== Direction ==
Continue the forum thread about how much coffee is too much, picking up right after its last line.

** START Source document **

# How much is too much?



## anton78 (Oct 12, 2014)

Just curious, when do people *really* feel the effects of coffee? I'm pretty sensitive to it, if I have anything after 3-4pm I struggle to sleep. That could be psychosomatic though.

I spent about an hour at Bella Barista a couple of weeks back and had something crazy like 10 shots in that time. Was shaking like a shitting dog!

What's the consensus people?!


----------



## Dylan (Dec 5, 2011)

I do believe this exact thread has cropped up before!

I cant handle too much me, gives me jitters and an uncomfortable feeling.


----------



## anton78 (Oct 12, 2014)

Ah, sorry. I searched but nothing came up.


----------



## Dylan (Dec 5, 2011)

The search is a bit naff, I can never find anything I'm looking for!


----------



## Eyedee (Sep 13, 2010)

Try looking at this for answers.

http://coffeeforums.co.uk/showthread.php?19255-Daily-intake

Ian


----------



## anton78 (Oct 12, 2014)

Well, someone can use the search facility at least


----------



## 7493 (May 29, 2014)

My max is about 54g a day. Any more and I get palpitations. Once had a meal with some folks who had never used a french press before. You could have stood a spoon up in the results. That night was interesting to say the least. Mrs Rob couldn't sleep for ages and I had rather nice hallucinatory dreams once I nodded off!


----------



## rmblack78 (Oct 9, 2014)

Doesn't seem to affect me all that much. I pretty much only drink coffee at home nowadays and I have 1 or 2 coffees in the morning (espresso first thing then a long black before setting off to work), an the same again in the evening. Last coffee is at about 8pmish.

More at the weekends...

I think that's fine, Mrs thinks too much.


----------



## Scotford (Apr 24, 2014)

Too much is when I start chewing tables.


----------



## Obnic (Jan 14, 2014)

** END Source document **
** START Rows **

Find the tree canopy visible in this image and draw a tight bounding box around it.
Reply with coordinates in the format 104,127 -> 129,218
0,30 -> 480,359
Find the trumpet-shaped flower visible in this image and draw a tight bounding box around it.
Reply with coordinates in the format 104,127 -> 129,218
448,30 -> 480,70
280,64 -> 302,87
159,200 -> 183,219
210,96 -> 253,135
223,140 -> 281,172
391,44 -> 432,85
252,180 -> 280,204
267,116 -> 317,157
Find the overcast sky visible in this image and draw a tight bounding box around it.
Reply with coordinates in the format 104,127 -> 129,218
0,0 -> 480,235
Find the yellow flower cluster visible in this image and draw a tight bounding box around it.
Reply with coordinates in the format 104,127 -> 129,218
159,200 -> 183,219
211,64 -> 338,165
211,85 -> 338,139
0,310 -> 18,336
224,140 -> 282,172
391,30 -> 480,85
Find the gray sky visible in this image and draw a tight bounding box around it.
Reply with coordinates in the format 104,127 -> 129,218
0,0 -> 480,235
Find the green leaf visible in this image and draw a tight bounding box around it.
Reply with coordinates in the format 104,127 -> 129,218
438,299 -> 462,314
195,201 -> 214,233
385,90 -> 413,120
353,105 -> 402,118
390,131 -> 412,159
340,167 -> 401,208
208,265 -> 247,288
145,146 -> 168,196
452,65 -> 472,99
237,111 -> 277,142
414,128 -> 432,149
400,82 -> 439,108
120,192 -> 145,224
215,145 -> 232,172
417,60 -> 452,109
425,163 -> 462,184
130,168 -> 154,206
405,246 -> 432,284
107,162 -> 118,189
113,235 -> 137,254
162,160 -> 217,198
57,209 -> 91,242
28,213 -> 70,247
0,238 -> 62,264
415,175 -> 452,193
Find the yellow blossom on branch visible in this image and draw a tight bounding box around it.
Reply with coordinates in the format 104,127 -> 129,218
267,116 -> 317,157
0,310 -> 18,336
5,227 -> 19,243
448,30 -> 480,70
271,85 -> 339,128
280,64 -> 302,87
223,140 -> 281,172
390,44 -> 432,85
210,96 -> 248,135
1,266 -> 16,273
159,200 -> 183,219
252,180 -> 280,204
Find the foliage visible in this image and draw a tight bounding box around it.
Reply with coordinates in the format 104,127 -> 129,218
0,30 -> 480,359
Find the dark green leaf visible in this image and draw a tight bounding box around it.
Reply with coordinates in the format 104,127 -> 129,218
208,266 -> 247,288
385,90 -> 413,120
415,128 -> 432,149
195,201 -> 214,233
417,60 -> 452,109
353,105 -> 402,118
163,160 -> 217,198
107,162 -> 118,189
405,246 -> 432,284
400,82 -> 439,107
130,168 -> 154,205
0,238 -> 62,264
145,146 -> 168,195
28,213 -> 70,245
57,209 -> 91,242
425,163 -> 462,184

** END Rows **
** START Rows **

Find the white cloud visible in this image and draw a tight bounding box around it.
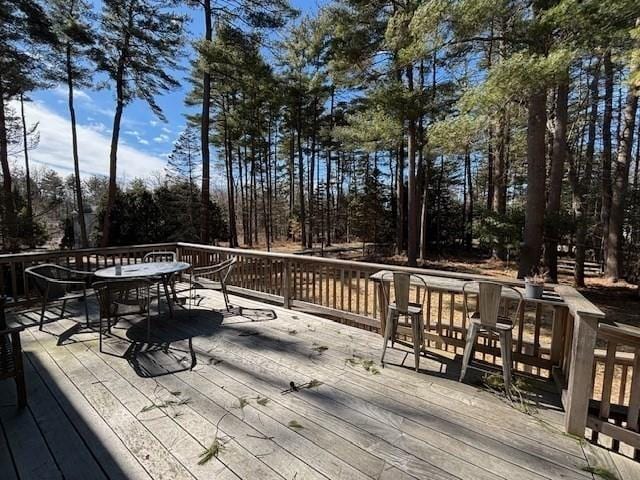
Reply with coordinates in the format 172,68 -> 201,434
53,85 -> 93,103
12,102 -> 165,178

** END Rows **

== Answer to the task ==
I know at the end of a half day training session with Glenn I'd definitely topped out. Suspect I was talking nonsense at speed without pausing for breath.


----------



## Zakalwe (Oct 19, 2014)

I can drink coffee and then fall asleep 10 minutes later. I do have the weirdest, most vivid dreams though, so I try not to drink after 7:30PM.


----------



## urbanbumpkin (Jan 30, 2013)

I find if I drink coffee after 2pm I don't sleep brilliantly. 2-3 cups a day usually.


----------



## jeebsy (May 5, 2013)

7pm is my official cut off but had a flat white after dinner at about 8pm tonight. Living life on the edge up here in Glasgow.


----------



## anton78 (Oct 12, 2014)

You know what you need to counteract that jeebsy. Beer. Beer is the answer.


----------



## Scotford (Apr 24, 2014)

Red wine and gin work better for me.


----------



## anton78 (Oct 12, 2014)

That'll do. Same active ingredient


----------



## jeebsy (May 5, 2013)

anton78 said:


> You know what you need to counteract that jeebsy


Some nice green


----------



## Zakalwe (Oct 19, 2014)

Scotford said:


> Red wine and *gin *work better for me.


Monkey 47. A lovely drop


----------



## Spukey (Nov 4, 2012)

I can handle a fair bit of caffeine as long as i stop well before bed. I usually try not to have coffee after 7pm.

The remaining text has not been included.